▶ [Problem description]
Copy every row below word for word, leaving the pictures out of your answer.

**** Exercise inputs ****

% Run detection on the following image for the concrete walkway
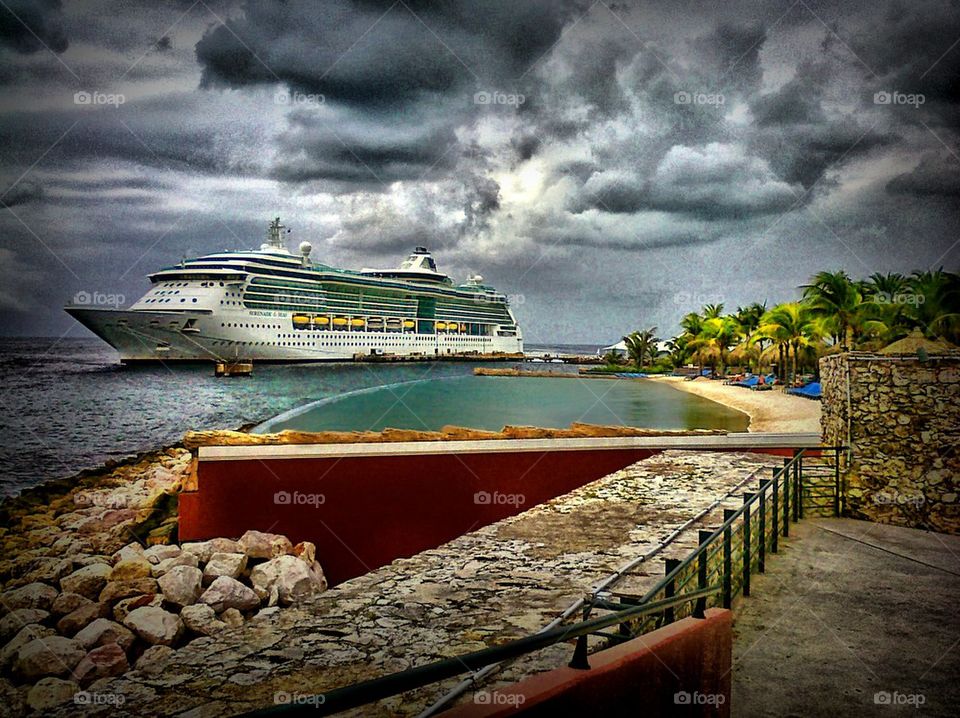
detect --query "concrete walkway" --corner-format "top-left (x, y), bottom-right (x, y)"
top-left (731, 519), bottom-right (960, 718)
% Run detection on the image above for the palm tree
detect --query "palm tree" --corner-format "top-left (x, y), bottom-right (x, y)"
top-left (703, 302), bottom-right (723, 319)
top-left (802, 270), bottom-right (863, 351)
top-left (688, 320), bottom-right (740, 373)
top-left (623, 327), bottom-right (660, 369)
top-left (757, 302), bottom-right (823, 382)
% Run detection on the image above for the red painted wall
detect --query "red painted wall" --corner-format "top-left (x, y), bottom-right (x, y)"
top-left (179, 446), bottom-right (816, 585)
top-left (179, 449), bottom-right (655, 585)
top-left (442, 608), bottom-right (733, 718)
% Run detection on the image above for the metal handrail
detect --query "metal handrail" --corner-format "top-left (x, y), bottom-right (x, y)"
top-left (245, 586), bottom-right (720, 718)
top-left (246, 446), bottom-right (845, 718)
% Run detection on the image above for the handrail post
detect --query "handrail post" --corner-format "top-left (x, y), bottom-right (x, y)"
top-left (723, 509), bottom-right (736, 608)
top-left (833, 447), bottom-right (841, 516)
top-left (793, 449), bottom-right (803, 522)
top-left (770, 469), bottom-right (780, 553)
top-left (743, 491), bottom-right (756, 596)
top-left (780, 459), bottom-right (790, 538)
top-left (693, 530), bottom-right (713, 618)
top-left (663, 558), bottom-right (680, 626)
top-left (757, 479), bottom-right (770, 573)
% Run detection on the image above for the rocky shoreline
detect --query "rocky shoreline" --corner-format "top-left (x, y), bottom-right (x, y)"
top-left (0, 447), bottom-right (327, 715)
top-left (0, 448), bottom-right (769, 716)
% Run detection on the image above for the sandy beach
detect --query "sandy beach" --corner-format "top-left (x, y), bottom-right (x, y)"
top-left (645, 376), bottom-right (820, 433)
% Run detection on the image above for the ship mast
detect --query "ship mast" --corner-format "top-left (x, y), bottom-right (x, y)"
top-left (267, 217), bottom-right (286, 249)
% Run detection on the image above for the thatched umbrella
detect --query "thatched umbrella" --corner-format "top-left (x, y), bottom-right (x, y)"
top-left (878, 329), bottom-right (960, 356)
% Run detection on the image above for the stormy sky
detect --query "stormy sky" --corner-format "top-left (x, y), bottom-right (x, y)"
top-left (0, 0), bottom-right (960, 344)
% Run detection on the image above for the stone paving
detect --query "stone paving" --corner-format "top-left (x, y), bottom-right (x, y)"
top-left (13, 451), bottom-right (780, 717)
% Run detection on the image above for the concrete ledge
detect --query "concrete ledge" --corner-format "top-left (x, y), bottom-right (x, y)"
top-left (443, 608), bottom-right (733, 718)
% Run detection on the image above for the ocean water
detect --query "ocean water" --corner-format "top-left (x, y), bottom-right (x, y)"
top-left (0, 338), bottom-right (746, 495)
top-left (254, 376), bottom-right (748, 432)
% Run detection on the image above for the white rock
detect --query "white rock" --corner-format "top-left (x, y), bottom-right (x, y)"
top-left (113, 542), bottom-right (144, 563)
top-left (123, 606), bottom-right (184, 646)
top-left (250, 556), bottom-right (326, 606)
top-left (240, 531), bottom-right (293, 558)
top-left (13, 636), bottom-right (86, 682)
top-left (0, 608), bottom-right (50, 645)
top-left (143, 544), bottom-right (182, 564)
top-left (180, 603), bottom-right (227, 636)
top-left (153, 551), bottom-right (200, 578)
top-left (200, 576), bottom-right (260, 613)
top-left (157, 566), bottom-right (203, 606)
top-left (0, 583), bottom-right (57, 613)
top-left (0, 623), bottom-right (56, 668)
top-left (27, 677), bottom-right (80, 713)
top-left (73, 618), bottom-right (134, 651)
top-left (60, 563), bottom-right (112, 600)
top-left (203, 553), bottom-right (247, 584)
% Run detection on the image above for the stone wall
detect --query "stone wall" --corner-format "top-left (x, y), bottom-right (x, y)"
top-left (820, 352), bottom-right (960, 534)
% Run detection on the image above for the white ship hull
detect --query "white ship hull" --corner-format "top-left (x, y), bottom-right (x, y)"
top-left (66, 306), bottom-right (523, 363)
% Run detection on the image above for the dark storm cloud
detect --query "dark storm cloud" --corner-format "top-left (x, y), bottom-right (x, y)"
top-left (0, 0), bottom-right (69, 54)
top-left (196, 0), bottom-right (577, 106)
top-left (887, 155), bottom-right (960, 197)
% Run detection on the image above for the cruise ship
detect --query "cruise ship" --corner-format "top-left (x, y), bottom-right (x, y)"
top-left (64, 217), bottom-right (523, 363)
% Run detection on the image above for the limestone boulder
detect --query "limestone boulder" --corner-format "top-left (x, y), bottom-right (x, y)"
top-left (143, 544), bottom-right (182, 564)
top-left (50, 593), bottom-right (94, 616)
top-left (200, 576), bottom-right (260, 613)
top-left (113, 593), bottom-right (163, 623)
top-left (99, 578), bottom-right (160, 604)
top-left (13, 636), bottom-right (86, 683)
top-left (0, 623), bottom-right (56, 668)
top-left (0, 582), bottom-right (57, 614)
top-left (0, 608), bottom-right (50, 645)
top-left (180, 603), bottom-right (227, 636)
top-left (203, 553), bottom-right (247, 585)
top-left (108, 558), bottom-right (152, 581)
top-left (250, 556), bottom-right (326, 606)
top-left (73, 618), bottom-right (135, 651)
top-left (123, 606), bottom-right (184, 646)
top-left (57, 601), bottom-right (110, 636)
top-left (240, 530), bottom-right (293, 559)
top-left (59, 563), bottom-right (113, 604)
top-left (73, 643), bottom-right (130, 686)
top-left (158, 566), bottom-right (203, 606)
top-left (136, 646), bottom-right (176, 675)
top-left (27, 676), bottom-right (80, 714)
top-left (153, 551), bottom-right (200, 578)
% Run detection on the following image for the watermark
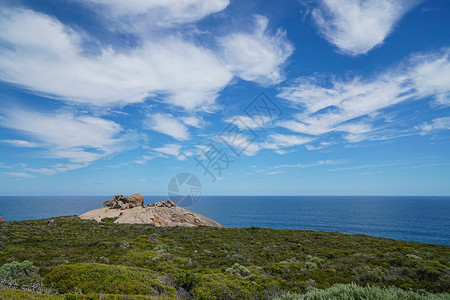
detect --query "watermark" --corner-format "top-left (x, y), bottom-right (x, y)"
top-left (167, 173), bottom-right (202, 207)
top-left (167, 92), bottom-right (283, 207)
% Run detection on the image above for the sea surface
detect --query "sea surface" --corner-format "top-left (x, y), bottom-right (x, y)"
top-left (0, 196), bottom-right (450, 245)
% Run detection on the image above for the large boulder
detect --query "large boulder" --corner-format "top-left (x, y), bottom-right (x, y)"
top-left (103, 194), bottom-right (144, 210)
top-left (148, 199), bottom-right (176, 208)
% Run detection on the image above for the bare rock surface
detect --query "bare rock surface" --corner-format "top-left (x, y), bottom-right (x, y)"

****

▶ [Task solution]
% Run detection on the following image for the concrete walkway
detect --query "concrete walkway" --corner-format "top-left (x, y), bottom-right (x, y)"
top-left (731, 519), bottom-right (960, 718)
% Run detection on the image above for the palm tree
detect --query "palm tree" --corner-format "top-left (x, y), bottom-right (x, y)"
top-left (703, 302), bottom-right (723, 319)
top-left (802, 270), bottom-right (863, 351)
top-left (688, 320), bottom-right (740, 373)
top-left (623, 327), bottom-right (660, 369)
top-left (757, 302), bottom-right (823, 382)
% Run detection on the image above for the red painted wall
detect --query "red painted wall" --corner-format "top-left (x, y), bottom-right (x, y)"
top-left (179, 446), bottom-right (816, 585)
top-left (179, 449), bottom-right (655, 585)
top-left (442, 608), bottom-right (733, 718)
% Run detection on the image above for the metal handrail
detect --query "metal handrail" --corner-format "top-left (x, y), bottom-right (x, y)"
top-left (245, 586), bottom-right (720, 718)
top-left (246, 446), bottom-right (845, 718)
% Run detection on the image above for the handrail post
detect --query "handrail post" --corner-format "top-left (x, y), bottom-right (x, y)"
top-left (723, 509), bottom-right (736, 608)
top-left (833, 447), bottom-right (841, 516)
top-left (793, 449), bottom-right (803, 522)
top-left (770, 469), bottom-right (780, 553)
top-left (743, 491), bottom-right (756, 596)
top-left (780, 459), bottom-right (790, 538)
top-left (693, 530), bottom-right (713, 618)
top-left (663, 558), bottom-right (680, 626)
top-left (757, 479), bottom-right (770, 573)
% Run detection on the image above for the rocky shoreline
detect --query "rocky shoreline" --corner-format "top-left (x, y), bottom-right (x, y)"
top-left (0, 447), bottom-right (327, 715)
top-left (0, 448), bottom-right (769, 716)
% Run detection on the image above for the sandy beach
detect --query "sandy beach" --corner-format "top-left (x, y), bottom-right (x, y)"
top-left (645, 376), bottom-right (820, 433)
% Run detection on the image above for the ship mast
detect --query "ship mast" --corner-format "top-left (x, y), bottom-right (x, y)"
top-left (267, 217), bottom-right (286, 249)
% Run detection on the image above for the thatched umbrella
detect --query "thatched umbrella" --corner-format "top-left (x, y), bottom-right (x, y)"
top-left (878, 329), bottom-right (960, 356)
% Run detection on the image above for the stormy sky
detect --query "stormy sky" --corner-format "top-left (x, y), bottom-right (x, y)"
top-left (0, 0), bottom-right (960, 344)
% Run detection on the image above for the stone paving
detect --query "stone paving" --corner-format "top-left (x, y), bottom-right (x, y)"
top-left (13, 451), bottom-right (780, 717)
% Run detection on the image above for the concrete ledge
detect --query "concrete ledge" --corner-format "top-left (x, y), bottom-right (x, y)"
top-left (443, 608), bottom-right (733, 718)
% Run detection on the image above for the ocean water
detect --query "ocean water" --corner-format "top-left (x, y), bottom-right (x, y)"
top-left (0, 338), bottom-right (746, 495)
top-left (254, 376), bottom-right (748, 432)
% Run detection on the image above for the white rock
detect --query "white rock" --corner-format "top-left (x, y), bottom-right (x, y)"
top-left (113, 542), bottom-right (144, 563)
top-left (123, 606), bottom-right (184, 646)
top-left (250, 556), bottom-right (326, 606)
top-left (240, 531), bottom-right (293, 558)
top-left (13, 636), bottom-right (86, 682)
top-left (0, 608), bottom-right (50, 645)
top-left (143, 544), bottom-right (182, 564)
top-left (180, 603), bottom-right (227, 636)
top-left (153, 551), bottom-right (200, 578)
top-left (200, 576), bottom-right (260, 613)
top-left (157, 566), bottom-right (203, 606)
top-left (0, 583), bottom-right (57, 613)
top-left (0, 623), bottom-right (56, 668)
top-left (27, 677), bottom-right (80, 713)
top-left (73, 618), bottom-right (134, 651)
top-left (60, 563), bottom-right (112, 600)
top-left (203, 553), bottom-right (247, 584)
% Run detection on the image above for the stone wall
detect --query "stone wall" --corner-format "top-left (x, y), bottom-right (x, y)"
top-left (820, 352), bottom-right (960, 534)
% Run detection on the image above for the white ship hull
detect --query "white ship hull" --corner-format "top-left (x, y), bottom-right (x, y)"
top-left (66, 306), bottom-right (523, 363)
% Run detection on the image above for the dark storm cloud
detect --query "dark storm cloud" --corner-format "top-left (x, y), bottom-right (x, y)"
top-left (0, 0), bottom-right (69, 54)
top-left (196, 0), bottom-right (577, 106)
top-left (887, 155), bottom-right (960, 197)
% Run detection on the image above for the cruise ship
detect --query "cruise ship" --corner-format "top-left (x, y), bottom-right (x, y)"
top-left (64, 217), bottom-right (523, 363)
% Run detection on the image above for the limestone boulder
detect --query "limestone boulder" --corner-format "top-left (x, y), bottom-right (x, y)"
top-left (143, 544), bottom-right (182, 564)
top-left (50, 593), bottom-right (94, 616)
top-left (200, 576), bottom-right (260, 613)
top-left (113, 593), bottom-right (163, 623)
top-left (99, 578), bottom-right (160, 604)
top-left (13, 636), bottom-right (86, 683)
top-left (0, 623), bottom-right (56, 668)
top-left (0, 582), bottom-right (57, 614)
top-left (0, 608), bottom-right (50, 645)
top-left (180, 603), bottom-right (227, 636)
top-left (203, 553), bottom-right (247, 585)
top-left (108, 558), bottom-right (152, 581)
top-left (250, 556), bottom-right (326, 606)
top-left (73, 618), bottom-right (135, 651)
top-left (123, 606), bottom-right (184, 646)
top-left (57, 601), bottom-right (110, 636)
top-left (240, 530), bottom-right (293, 559)
top-left (59, 563), bottom-right (113, 604)
top-left (73, 643), bottom-right (130, 686)
top-left (158, 566), bottom-right (203, 606)
top-left (136, 646), bottom-right (176, 675)
top-left (27, 676), bottom-right (80, 714)
top-left (153, 551), bottom-right (200, 578)
% Run detection on the following image for the watermark
detect --query "watermark" --corner-format "top-left (x, y), bottom-right (x, y)"
top-left (167, 173), bottom-right (202, 207)
top-left (167, 92), bottom-right (283, 207)
% Run detection on the image above for the sea surface
detect --query "sea surface" --corner-format "top-left (x, y), bottom-right (x, y)"
top-left (0, 196), bottom-right (450, 245)
% Run detection on the image above for the large boulder
detect --query "large boulder" --corner-format "top-left (x, y), bottom-right (x, y)"
top-left (103, 194), bottom-right (144, 210)
top-left (148, 199), bottom-right (176, 208)
% Run detection on the image above for the bare rock surface
detect --query "bare rock surface" --corner-format "top-left (x, y), bottom-right (x, y)"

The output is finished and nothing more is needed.